Stated task »
Copy the lines below as they are; omit the images they contain.

___ Information given

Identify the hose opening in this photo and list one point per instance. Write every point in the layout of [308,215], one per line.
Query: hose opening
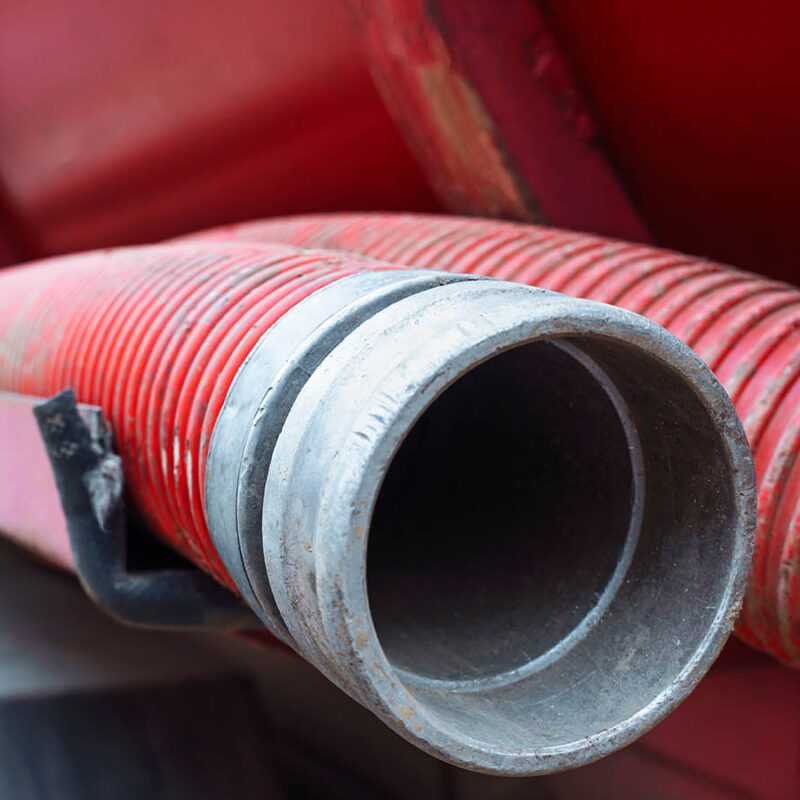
[514,524]
[503,519]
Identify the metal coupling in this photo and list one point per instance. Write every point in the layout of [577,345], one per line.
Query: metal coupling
[517,526]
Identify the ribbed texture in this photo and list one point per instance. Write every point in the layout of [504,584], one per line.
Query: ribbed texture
[154,336]
[745,327]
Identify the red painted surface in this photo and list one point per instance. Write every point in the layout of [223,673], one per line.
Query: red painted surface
[697,102]
[154,336]
[485,98]
[131,121]
[746,328]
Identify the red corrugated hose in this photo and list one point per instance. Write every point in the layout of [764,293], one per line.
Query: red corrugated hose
[746,328]
[154,336]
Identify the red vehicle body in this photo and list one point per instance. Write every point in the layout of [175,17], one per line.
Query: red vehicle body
[676,126]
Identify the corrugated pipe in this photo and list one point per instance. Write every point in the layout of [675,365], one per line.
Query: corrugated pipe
[745,327]
[557,494]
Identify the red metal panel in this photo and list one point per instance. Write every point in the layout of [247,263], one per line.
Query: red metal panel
[131,121]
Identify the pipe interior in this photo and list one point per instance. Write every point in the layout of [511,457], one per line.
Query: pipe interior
[501,521]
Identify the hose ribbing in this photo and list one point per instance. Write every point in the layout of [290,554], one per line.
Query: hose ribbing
[154,336]
[746,328]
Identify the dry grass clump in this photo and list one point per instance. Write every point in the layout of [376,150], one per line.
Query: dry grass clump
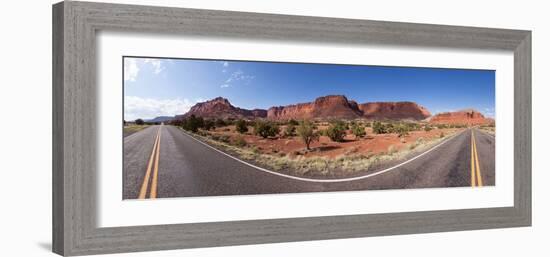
[301,164]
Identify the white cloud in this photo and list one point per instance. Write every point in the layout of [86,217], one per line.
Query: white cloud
[133,66]
[158,67]
[489,112]
[239,76]
[148,108]
[131,69]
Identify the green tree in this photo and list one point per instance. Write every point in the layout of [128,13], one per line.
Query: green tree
[336,131]
[290,130]
[193,123]
[378,128]
[209,124]
[220,123]
[306,131]
[401,130]
[358,130]
[293,122]
[266,129]
[241,126]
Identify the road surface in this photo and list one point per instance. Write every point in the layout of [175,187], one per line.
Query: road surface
[163,161]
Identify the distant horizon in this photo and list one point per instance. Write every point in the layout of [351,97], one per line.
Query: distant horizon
[169,87]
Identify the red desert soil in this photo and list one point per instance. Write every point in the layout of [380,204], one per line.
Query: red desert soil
[372,144]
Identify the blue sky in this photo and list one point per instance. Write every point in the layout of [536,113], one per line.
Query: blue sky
[166,87]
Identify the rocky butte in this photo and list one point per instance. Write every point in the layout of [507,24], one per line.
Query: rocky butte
[326,107]
[220,107]
[394,111]
[464,117]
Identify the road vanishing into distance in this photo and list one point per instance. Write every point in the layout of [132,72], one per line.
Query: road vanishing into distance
[163,161]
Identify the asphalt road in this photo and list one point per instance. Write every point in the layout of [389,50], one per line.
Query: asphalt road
[177,165]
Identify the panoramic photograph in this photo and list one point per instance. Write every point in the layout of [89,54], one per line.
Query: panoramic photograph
[196,127]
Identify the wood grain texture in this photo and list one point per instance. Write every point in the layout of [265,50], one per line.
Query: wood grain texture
[75,25]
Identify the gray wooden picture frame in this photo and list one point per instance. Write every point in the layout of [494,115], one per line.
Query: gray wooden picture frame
[75,25]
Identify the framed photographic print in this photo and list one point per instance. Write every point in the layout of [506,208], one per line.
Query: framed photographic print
[182,128]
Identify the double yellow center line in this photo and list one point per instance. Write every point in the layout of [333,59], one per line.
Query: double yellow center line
[476,172]
[154,165]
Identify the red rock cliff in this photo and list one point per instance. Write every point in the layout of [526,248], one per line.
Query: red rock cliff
[221,108]
[394,111]
[326,107]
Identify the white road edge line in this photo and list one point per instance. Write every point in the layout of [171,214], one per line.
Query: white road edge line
[326,180]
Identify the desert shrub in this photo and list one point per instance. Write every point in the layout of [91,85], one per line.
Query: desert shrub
[293,122]
[378,128]
[290,130]
[306,131]
[241,127]
[220,123]
[239,141]
[336,131]
[392,149]
[224,138]
[401,130]
[209,124]
[358,130]
[266,129]
[192,123]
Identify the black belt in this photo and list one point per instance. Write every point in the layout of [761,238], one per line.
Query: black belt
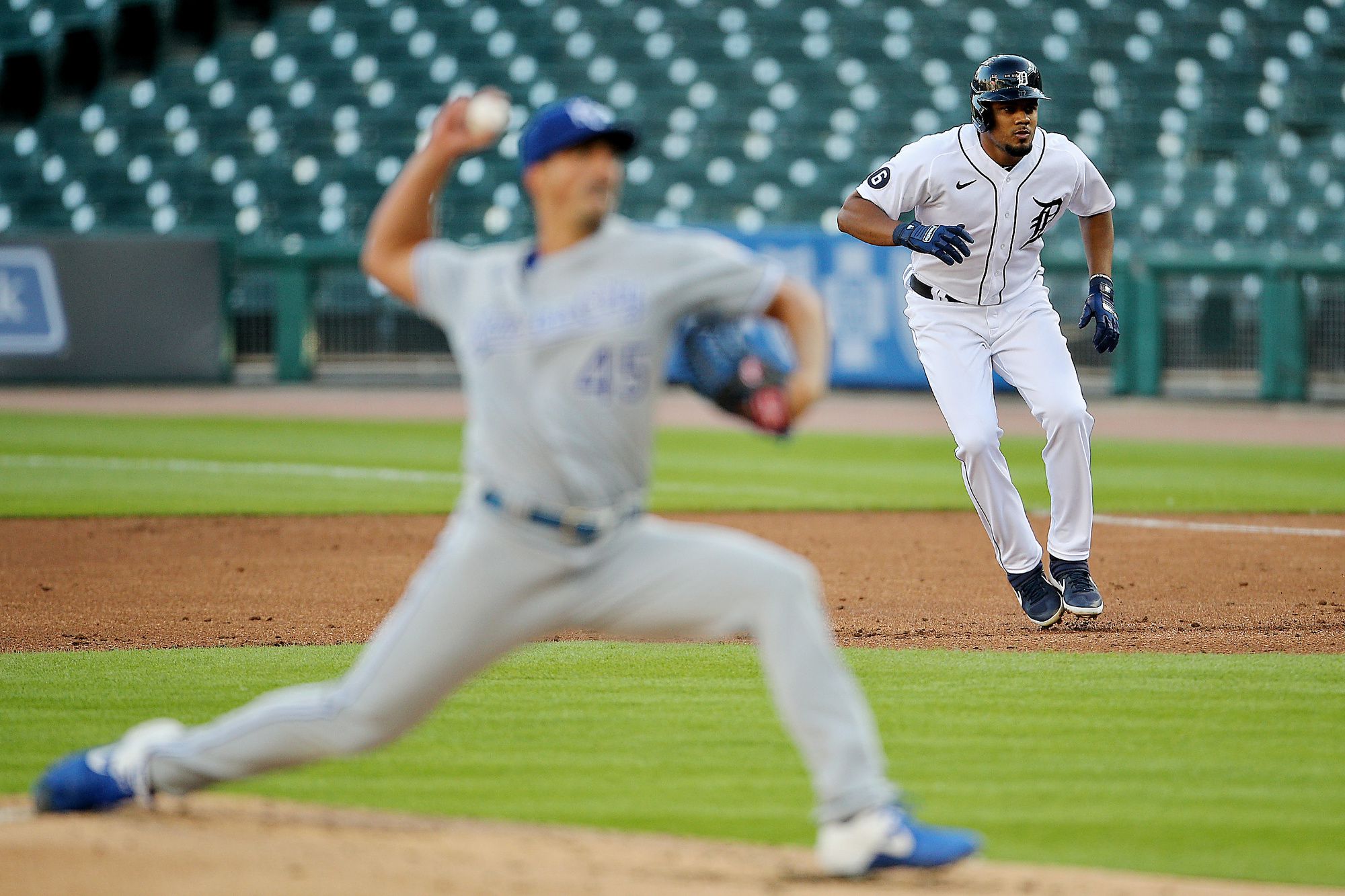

______

Reply »
Identify the hose opening in this photo and list one point per instance. Write every point in the layout of [308,215], one per line.
Query: hose opening
[514,524]
[503,519]
Identify the metal coupling in this photo and list one point per instance. Write every point in the layout of [577,345], one per line.
Query: metal coupling
[517,526]
Identify the ribbed texture in this photo and list one point per instance. Write every point in the layout of [504,584], one per line.
Query: ribbed texture
[154,336]
[745,327]
Identify the red painted surface in this photo and list one point per instance. Write every point in the layout of [223,673], one per line.
Query: red painted surface
[697,102]
[154,336]
[485,98]
[131,121]
[746,328]
Identify the red corrugated hose in this photo and list one point per instance. Write every point in the layout of [764,293], one per line.
Query: red corrugated hose
[746,328]
[154,336]
Identify the red vehicle body in this photo and list one point per instance. Write every point in the layout of [175,17], one per line.
Query: red vehicle body
[676,126]
Identify the corrugated pipe in this photo and list one point per instance. Write every point in the layout of [675,365], one per line.
Query: corrugated pipe
[745,327]
[557,494]
Identify the red metal panel in this photo and list one point per instance. Write every point in the layout of [247,263], one per line.
Query: red metal panel
[131,121]
Identify the pipe interior in this photo and list one point per instance. Write every point in the layout of [511,457], one per line.
Query: pipe interior
[501,521]
Identify the hose ribbing in this photo and list one point per instance. Write every point in the layout of [290,554], one per line.
Query: hose ribbing
[154,336]
[746,328]
Identify the dry grass clump in this photo and list one point per instance. Write every point in the layout of [376,150], one per line.
Query: dry grass clump
[301,164]
Identify the white cloud in this photo and list one point per instance. Write every point in the layout of [86,217], one per line.
Query: white cloud
[133,66]
[158,67]
[489,112]
[239,76]
[148,108]
[131,69]
Identify the green tree in this photo and list one point per instance. Write every point in the layout of [128,13], one per line.
Query: green tree
[336,131]
[290,130]
[193,123]
[378,128]
[209,124]
[220,123]
[306,131]
[401,130]
[358,130]
[293,122]
[266,129]
[241,126]
Identify the road surface in this photo and list one point per instance. Write every point in the layout of [175,187], one per line.
Query: road surface
[163,161]
Identify the distant horizon in this photo and list one point per instance. Write every point in the layout of [351,97], one per line.
Query: distant horizon
[169,87]
Identify the red desert soil in this photo and list one point per instance. Write every point in the layout of [380,204], one per line.
Query: red desert soil
[372,144]
Identify the blue sky in this photo and list one point per instance. Write every point in the layout of [536,113], one per line.
Query: blue sky
[166,87]
Identify the rocky butte in this photo and list one point per instance. Write every point in the layout of [507,24], one per line.
Query: rocky butte
[326,107]
[220,107]
[394,111]
[464,117]
Identify the road vanishing into distance in this photo and list one point per instance. Write every point in the layout of [132,72], one per line.
Query: road vanishing into distance
[163,161]
Identify the asphalt road in this photo and list one point per instance. Write every point in the layout of [389,50], one per line.
Query: asphalt road
[177,165]
Identify the panoramic photograph in this photo and list one point per instance. Write every point in the layout of [89,54], one per line.
Query: panoramic photograph
[196,127]
Identify the wood grain texture in this photo and list one point per instance. Write every point in the layout of [265,50], one per line.
Query: wood grain texture
[75,25]
Identify the gray wooden picture frame in this photo and list one point per instance. Write every point in the layout of [494,115], one per line.
Query: gray wooden picture frame
[75,25]
Identify the framed photographic print in this photo and list one point per instance. Write every point in the layout of [506,208], one per line.
Query: framed photographic print
[182,128]
Identify the double yellow center line in this photo and list one point per instance. Write every point in the layout of [333,59], one per line.
Query: double yellow center line
[476,172]
[154,165]
Identify the red rock cliff in this photo and list one point per instance. Write every point in the layout of [526,248], one per line.
Query: red rock cliff
[221,108]
[394,111]
[326,107]
Identify the white road edge line in this photo and list one point per instance. Write every point in the layout of [171,214], one per line.
Query: white road edge line
[326,180]
Identify the desert shrub in this photo and list one point per instance. Write every point in the layout of [91,85], one per line.
Query: desert shrub
[293,122]
[378,128]
[290,130]
[306,131]
[241,127]
[220,123]
[239,141]
[336,131]
[392,149]
[224,138]
[401,130]
[209,124]
[358,130]
[266,129]
[192,123]
Identify the black belt in this photo and list one point per instance. Write every point in the layout of [761,238], one per line.
Query: black belt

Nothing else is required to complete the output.